● Problem
Pull out every line of the records that contains the string "positive", matching case exactly, and copy each one unchanged.

● Data shown
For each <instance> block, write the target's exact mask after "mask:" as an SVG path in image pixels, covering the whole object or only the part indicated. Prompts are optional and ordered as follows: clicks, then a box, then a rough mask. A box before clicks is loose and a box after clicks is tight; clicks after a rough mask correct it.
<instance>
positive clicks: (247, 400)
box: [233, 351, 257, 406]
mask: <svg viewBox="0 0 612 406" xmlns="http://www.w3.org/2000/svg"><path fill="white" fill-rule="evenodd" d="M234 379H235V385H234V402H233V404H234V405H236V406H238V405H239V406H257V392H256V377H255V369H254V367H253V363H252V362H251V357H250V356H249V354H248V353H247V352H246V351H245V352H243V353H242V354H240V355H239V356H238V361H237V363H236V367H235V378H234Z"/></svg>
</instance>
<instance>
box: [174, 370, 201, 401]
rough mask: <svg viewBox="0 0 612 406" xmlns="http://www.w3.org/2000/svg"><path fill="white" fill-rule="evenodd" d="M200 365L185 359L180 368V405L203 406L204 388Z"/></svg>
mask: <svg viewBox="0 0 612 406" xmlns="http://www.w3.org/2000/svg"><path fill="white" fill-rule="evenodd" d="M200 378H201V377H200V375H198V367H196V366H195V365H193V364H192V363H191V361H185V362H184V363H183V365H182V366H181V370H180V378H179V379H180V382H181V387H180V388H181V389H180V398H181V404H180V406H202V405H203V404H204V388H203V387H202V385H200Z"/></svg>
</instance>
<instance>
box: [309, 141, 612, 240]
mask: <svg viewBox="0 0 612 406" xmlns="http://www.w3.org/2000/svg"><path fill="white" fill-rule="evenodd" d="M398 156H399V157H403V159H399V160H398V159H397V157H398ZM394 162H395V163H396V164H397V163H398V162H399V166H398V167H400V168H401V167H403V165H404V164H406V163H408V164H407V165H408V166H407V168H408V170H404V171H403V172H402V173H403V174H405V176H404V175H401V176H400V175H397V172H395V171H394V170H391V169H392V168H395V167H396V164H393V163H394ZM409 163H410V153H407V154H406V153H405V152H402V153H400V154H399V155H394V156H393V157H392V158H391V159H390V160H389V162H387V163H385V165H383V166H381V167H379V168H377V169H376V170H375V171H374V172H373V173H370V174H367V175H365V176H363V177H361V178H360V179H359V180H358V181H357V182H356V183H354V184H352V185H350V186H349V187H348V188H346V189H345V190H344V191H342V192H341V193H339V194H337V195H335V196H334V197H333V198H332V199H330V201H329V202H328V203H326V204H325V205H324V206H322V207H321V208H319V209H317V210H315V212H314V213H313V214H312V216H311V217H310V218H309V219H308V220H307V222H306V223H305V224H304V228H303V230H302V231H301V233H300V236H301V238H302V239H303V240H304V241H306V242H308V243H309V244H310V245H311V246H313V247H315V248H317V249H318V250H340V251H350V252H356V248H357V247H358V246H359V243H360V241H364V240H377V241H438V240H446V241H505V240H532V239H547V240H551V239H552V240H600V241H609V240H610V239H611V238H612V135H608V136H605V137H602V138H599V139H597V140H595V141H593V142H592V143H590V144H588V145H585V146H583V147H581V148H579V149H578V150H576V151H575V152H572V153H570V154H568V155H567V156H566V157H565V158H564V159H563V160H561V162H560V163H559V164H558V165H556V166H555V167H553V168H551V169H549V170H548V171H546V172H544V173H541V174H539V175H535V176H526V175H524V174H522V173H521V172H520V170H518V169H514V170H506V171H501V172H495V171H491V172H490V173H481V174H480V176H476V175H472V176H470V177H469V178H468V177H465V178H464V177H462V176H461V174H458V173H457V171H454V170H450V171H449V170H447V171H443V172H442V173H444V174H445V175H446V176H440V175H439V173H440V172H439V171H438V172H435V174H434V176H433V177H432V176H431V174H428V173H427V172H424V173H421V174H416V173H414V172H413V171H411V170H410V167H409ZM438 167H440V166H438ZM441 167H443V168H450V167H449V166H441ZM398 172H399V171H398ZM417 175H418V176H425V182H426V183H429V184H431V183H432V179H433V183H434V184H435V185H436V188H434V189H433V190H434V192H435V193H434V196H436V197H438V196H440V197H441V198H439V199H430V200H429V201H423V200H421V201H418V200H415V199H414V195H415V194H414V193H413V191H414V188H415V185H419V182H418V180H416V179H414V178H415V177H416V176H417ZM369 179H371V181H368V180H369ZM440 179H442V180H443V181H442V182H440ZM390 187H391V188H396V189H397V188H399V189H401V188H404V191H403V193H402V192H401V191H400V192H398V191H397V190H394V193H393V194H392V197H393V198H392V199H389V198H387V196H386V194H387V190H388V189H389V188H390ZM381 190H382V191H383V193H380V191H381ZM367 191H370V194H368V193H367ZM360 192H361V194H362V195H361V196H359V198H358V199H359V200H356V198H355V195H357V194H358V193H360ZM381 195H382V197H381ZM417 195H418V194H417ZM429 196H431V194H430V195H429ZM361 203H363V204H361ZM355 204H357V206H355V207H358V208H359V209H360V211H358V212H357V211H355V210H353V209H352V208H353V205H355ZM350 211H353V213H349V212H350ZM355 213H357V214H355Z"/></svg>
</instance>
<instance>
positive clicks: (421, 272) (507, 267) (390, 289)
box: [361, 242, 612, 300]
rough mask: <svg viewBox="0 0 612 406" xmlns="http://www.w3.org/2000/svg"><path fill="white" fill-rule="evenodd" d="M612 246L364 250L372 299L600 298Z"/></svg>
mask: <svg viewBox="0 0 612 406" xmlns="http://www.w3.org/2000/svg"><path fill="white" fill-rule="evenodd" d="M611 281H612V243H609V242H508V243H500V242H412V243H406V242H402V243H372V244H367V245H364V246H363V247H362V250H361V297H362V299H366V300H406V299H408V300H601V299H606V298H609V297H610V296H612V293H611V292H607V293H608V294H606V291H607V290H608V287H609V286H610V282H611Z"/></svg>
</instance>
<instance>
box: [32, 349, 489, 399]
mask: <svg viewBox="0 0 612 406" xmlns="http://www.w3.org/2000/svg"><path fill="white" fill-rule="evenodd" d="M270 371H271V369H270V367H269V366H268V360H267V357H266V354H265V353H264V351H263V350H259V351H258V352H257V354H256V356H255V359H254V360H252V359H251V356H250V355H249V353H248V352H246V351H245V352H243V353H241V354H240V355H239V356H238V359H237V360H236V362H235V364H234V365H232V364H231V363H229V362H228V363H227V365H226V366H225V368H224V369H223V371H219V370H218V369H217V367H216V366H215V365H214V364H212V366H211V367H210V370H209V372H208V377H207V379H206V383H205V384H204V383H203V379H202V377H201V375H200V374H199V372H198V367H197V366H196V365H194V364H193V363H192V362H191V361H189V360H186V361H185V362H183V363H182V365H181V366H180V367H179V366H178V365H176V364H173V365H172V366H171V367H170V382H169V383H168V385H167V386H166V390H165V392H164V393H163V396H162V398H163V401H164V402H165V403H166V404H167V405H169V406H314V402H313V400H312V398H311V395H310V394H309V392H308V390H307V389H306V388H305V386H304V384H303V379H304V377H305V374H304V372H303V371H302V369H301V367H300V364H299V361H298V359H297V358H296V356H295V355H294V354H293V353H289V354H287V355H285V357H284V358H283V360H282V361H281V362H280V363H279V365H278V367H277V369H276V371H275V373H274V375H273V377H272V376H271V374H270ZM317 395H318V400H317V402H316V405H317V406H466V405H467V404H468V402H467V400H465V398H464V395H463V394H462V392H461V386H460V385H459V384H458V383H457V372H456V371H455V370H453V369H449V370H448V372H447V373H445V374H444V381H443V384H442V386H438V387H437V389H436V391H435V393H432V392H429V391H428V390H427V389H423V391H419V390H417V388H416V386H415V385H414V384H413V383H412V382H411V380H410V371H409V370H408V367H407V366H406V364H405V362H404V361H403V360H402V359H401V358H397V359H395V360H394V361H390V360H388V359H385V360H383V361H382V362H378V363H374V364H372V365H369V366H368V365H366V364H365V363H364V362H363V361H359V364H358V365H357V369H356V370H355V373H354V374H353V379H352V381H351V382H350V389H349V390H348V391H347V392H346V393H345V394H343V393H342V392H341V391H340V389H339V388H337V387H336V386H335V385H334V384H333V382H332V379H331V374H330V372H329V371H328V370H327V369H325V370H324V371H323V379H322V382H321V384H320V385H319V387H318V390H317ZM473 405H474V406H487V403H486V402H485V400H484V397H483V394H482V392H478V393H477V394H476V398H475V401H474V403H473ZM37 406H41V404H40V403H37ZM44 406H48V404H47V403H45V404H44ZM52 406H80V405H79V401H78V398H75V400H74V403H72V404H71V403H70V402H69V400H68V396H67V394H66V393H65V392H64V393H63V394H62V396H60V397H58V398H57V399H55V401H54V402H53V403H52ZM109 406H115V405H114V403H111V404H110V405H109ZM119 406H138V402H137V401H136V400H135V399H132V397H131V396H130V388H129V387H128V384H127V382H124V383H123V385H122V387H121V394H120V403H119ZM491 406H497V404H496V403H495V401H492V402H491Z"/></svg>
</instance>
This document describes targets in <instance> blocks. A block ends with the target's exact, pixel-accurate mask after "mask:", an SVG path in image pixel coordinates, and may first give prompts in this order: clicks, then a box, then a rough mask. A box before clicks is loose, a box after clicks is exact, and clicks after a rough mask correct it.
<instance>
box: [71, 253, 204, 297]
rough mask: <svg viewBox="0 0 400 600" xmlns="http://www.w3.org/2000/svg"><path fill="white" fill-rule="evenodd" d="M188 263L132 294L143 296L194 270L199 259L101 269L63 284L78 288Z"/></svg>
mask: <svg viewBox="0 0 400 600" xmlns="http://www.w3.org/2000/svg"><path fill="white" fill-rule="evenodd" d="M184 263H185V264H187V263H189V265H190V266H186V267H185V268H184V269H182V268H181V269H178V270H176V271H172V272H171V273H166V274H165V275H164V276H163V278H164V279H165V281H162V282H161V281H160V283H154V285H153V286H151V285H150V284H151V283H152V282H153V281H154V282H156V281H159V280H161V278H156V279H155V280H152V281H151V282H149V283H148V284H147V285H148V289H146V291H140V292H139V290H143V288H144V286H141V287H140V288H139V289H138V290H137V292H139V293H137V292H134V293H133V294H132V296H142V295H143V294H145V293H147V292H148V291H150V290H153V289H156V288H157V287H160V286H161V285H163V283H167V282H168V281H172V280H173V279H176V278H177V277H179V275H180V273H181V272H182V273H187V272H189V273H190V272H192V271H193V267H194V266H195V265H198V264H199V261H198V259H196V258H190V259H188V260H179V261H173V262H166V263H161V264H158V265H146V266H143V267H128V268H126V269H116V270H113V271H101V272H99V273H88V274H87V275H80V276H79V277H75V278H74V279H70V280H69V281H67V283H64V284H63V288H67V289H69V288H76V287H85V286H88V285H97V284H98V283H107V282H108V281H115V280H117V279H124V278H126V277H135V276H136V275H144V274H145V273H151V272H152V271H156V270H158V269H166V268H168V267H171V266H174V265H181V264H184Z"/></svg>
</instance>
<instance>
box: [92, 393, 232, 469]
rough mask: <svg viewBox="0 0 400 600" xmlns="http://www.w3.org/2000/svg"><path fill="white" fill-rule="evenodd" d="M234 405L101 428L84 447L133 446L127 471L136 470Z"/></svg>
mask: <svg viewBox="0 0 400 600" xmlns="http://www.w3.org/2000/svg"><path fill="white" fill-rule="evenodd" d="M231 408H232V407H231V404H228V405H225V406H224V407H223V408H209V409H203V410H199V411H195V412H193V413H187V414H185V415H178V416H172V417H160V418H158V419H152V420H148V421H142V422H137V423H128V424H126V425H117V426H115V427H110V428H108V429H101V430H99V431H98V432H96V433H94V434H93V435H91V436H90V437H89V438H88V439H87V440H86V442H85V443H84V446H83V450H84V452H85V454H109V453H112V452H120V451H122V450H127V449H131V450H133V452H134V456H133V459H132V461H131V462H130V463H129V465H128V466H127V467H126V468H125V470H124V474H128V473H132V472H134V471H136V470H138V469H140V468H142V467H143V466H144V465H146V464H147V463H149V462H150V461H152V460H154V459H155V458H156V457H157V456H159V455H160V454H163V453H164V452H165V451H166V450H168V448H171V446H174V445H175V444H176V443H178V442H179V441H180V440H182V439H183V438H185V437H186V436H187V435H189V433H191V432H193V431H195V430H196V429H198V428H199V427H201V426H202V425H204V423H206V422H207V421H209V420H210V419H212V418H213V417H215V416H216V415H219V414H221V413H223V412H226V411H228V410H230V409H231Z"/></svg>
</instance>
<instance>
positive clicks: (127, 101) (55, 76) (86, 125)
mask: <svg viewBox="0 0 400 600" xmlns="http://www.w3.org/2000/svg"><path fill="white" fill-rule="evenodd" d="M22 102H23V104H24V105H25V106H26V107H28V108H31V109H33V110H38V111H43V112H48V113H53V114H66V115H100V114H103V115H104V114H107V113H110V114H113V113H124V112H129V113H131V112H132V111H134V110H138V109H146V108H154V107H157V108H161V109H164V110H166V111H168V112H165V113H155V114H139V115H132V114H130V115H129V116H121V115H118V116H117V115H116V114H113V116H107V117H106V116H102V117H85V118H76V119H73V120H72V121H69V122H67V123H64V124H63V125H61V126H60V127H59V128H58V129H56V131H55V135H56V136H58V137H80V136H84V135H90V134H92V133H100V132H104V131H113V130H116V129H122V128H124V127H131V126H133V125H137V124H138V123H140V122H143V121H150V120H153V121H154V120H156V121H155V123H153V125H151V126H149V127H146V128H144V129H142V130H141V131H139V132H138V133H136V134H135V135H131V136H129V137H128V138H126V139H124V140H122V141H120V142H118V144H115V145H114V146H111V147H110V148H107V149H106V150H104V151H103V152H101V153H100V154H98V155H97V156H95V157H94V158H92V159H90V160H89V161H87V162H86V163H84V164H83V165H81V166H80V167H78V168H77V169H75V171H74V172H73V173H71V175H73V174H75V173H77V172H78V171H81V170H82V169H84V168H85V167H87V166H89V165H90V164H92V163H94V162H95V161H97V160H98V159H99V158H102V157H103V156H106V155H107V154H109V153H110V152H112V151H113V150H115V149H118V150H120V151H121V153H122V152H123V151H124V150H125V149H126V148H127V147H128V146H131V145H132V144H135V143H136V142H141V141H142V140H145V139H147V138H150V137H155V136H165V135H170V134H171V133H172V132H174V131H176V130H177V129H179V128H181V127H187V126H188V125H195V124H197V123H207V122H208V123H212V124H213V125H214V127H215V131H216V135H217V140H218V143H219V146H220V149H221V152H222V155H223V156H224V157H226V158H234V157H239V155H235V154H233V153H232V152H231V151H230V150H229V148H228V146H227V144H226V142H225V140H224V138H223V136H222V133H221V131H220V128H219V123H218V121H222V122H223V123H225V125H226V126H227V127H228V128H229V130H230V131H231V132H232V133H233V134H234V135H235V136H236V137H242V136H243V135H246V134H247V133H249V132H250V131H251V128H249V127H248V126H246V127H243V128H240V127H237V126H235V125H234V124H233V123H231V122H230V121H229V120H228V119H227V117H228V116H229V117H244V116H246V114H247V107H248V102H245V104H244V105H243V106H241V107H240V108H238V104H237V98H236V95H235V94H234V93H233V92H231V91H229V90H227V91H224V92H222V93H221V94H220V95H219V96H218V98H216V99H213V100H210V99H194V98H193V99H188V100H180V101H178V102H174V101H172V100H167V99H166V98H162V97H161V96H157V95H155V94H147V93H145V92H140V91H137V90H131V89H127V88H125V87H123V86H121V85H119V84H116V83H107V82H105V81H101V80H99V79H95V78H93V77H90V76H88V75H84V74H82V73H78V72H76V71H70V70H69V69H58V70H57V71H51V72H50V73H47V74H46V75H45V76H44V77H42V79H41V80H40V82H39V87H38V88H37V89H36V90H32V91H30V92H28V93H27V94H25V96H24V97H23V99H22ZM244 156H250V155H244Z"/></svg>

● Output for this exercise
positive clicks: (247, 400)
positive clicks: (421, 272) (507, 267) (390, 289)
positive clicks: (127, 101) (55, 76) (86, 125)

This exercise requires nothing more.